> DATASET ENTRIES:
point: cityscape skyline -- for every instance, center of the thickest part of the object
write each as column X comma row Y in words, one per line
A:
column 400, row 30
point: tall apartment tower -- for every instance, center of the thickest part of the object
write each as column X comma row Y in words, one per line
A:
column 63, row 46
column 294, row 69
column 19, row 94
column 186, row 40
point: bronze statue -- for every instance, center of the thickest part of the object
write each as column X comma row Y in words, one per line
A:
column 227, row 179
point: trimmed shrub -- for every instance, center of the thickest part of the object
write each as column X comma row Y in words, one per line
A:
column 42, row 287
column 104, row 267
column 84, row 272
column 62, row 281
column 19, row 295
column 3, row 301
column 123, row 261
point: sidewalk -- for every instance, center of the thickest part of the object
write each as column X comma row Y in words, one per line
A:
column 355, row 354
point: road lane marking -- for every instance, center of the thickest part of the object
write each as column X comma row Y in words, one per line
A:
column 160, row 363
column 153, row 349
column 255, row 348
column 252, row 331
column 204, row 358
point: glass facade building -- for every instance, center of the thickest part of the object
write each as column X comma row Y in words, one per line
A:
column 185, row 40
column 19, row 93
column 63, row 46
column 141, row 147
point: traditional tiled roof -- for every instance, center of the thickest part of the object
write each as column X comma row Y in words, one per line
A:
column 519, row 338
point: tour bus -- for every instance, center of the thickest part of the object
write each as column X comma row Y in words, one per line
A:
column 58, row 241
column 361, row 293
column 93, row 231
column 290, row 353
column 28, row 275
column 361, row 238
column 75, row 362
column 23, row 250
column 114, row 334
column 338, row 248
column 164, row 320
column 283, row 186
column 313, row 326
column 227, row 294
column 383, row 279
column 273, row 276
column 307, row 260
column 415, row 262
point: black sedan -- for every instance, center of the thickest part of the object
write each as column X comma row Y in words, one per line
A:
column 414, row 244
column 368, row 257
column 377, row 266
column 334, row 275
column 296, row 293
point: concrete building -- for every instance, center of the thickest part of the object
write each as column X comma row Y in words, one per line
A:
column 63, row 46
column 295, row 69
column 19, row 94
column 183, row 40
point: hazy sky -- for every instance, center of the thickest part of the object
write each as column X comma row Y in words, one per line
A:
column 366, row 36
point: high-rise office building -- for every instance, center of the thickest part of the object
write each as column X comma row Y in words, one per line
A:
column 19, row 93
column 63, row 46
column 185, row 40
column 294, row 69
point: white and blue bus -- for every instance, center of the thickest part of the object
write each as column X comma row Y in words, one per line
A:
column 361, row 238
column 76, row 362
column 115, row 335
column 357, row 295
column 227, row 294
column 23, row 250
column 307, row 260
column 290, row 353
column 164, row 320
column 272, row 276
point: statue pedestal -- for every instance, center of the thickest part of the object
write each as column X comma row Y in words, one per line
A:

> PROBLEM REQUIREMENTS:
The answer must consist of each line in the entries above that includes "building".

> TASK OUTPUT:
point: glass facade building -- for every instance, center of the thickest part of the object
point: concrete building -- for every instance, center of the thickest part of the object
point: high-rise office building -- for every instance, center of the thickest part of the object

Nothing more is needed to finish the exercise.